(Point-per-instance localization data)
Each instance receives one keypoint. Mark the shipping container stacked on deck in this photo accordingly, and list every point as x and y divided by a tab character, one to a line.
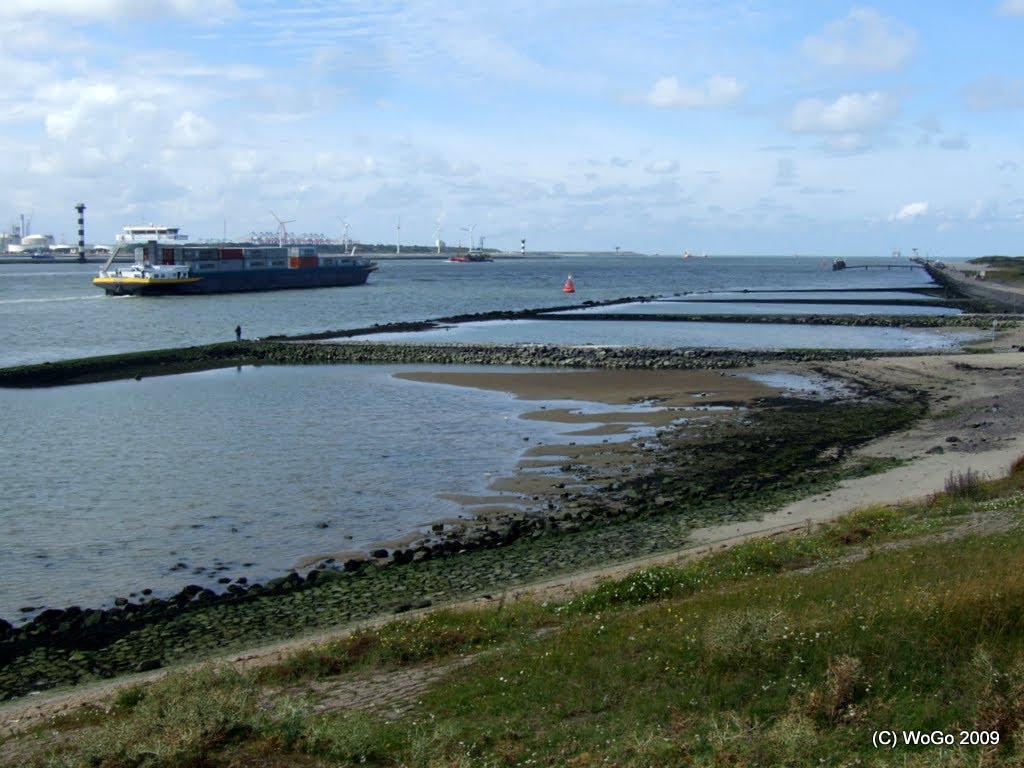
232	259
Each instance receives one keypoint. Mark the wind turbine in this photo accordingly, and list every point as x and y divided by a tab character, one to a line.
282	230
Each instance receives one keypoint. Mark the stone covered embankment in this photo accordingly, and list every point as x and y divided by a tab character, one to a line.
989	297
733	470
290	352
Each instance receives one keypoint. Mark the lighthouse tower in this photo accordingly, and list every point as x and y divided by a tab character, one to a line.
81	230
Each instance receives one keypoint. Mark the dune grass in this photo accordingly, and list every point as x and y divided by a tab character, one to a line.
785	650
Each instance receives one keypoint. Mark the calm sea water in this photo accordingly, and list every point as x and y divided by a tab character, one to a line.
113	487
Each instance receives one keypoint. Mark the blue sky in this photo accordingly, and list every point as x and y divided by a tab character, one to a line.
725	127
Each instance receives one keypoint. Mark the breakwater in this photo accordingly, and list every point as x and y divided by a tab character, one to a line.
306	351
736	470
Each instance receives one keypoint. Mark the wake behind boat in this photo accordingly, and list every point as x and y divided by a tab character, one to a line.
161	269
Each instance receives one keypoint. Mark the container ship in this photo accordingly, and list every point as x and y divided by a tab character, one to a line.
160	268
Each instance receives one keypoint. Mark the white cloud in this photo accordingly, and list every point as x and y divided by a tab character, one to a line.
851	113
909	211
991	93
1012	7
863	41
112	10
715	92
662	166
192	131
92	101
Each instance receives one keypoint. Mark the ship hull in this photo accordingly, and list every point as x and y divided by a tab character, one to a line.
240	281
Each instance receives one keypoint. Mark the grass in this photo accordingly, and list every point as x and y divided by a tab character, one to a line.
784	650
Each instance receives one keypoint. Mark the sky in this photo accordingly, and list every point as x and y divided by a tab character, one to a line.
721	127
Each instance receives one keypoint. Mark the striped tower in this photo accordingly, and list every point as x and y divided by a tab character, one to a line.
81	230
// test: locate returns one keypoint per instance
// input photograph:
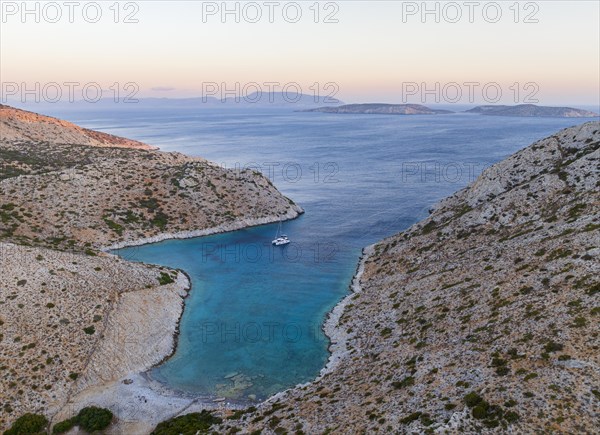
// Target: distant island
(381, 109)
(531, 110)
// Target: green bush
(189, 424)
(472, 399)
(28, 424)
(65, 425)
(93, 418)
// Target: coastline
(338, 338)
(130, 392)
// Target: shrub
(406, 382)
(472, 399)
(165, 279)
(28, 424)
(93, 418)
(189, 424)
(64, 426)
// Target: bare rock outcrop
(481, 318)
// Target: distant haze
(376, 52)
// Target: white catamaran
(280, 239)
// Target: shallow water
(252, 323)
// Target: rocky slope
(380, 109)
(21, 125)
(481, 318)
(72, 319)
(69, 196)
(531, 110)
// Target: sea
(252, 324)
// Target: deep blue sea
(252, 322)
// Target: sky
(545, 52)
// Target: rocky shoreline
(238, 224)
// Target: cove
(252, 322)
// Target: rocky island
(531, 110)
(481, 318)
(71, 317)
(380, 109)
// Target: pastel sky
(373, 49)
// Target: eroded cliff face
(73, 319)
(68, 196)
(483, 317)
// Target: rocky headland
(483, 318)
(380, 109)
(74, 320)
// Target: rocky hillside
(481, 318)
(21, 125)
(61, 324)
(73, 319)
(71, 196)
(531, 110)
(380, 109)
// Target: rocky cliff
(531, 110)
(63, 195)
(73, 319)
(380, 109)
(481, 318)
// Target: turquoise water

[What you need to do]:
Since the pictures are not wanted, set down only the rest of each record, exactly as above.

[The answer]:
Each instance receives one keypoint. Mark the shipping container stacked on deck in this photo accordingly, and list every point as x and y divided by a tab character, one to a line.
232	259
Each instance receives one keypoint. Mark the wind turbine in this photo accordingly, and list every point as x and y divided by a tab character, one to a line.
282	230
Each instance receives one keypoint. Mark the stone covered embankment in this photo accordingly, and list every point as x and y divided by a tab character, one to a line.
989	297
733	470
290	352
Each instance receives one keypoint. Mark the lighthouse tower in this photo accordingly, and list every point as x and y divided by a tab character, one to a line.
81	230
Each instance receives one keypoint. Mark the dune grass in this photo accordingly, and list every point as x and y divided by a tab character, one to a line.
785	650
Each instance receives one keypoint. Mark the calm sea water in this photo accordingly, and list every point as x and y divided by a tab character, one to a line.
113	487
Each instance receives one keypoint. Mark the blue sky in this photo accordingly, and list every point as x and y divided by a tab character, one to a line.
725	127
Each instance receives one keypoint. Mark the breakwater in this photo accordingly, and list every point as x and y divided by a tab character, one to a line.
306	351
736	470
Each instance receives one keypoint. Mark the wake behind boat in this photo accordingly, and list every point as x and y divided by a tab character, one to a line.
161	269
Each instance receives one keypoint. Mark the container ship in this photo accordingly, and list every point as x and y divided by a tab character, one to a line.
160	268
Each instance receives one keypoint. Mark the white cloud in this photo accordingly, and list every point as x and y divided by a tab character, one to a line.
851	113
909	211
991	93
1012	7
863	41
112	10
715	92
662	166
192	131
92	101
Each instance receives one keypoint. Mark the ship hull in this photo accordingly, and list every point as x and y divided by a tab character, one to a line.
240	281
Each instance receives one keypoint. Mark the grass in this photo accordingly, and list every point as x and y divided by a tab character, one to a line.
784	650
Each instance receives one keypoint. Mark the sky in this photo accordingly, and list every point as x and y divided by a tab character, one to a line.
721	127
Each instance receives one keypoint. Mark the striped tower in this photo accordingly, and list every point as x and y divided by a tab character, one to a line.
81	230
// test: locate returns one keypoint per instance
// input photograph:
// Target: distant island
(381, 109)
(531, 110)
// Target: green bush
(189, 424)
(472, 399)
(28, 424)
(65, 425)
(93, 418)
// Target: coastline
(338, 338)
(130, 392)
// Target: shrub
(406, 382)
(472, 399)
(165, 279)
(28, 424)
(93, 418)
(189, 424)
(64, 426)
// Target: bare rock outcrop
(481, 318)
// Target: distant haze
(376, 52)
// Target: white catamaran
(280, 239)
// Target: shallow water
(252, 323)
// Target: rocky slope
(380, 109)
(21, 125)
(481, 318)
(72, 319)
(69, 196)
(531, 110)
// Target: sea
(252, 324)
// Target: deep blue sea
(252, 322)
// Target: sky
(545, 52)
// Target: rocky shoreline
(238, 224)
// Target: cove
(252, 322)
// Target: rocky island
(531, 110)
(481, 318)
(71, 317)
(380, 109)
// Target: pastel sky
(373, 49)
// Target: eroded cliff face
(73, 319)
(68, 196)
(483, 317)
// Target: rocky headland
(483, 318)
(380, 109)
(74, 320)
// Target: rocky hillside
(481, 318)
(21, 125)
(61, 324)
(73, 319)
(71, 196)
(531, 110)
(380, 109)
// Target: rocky cliff
(531, 110)
(63, 195)
(73, 319)
(380, 109)
(481, 318)
// Target: turquoise water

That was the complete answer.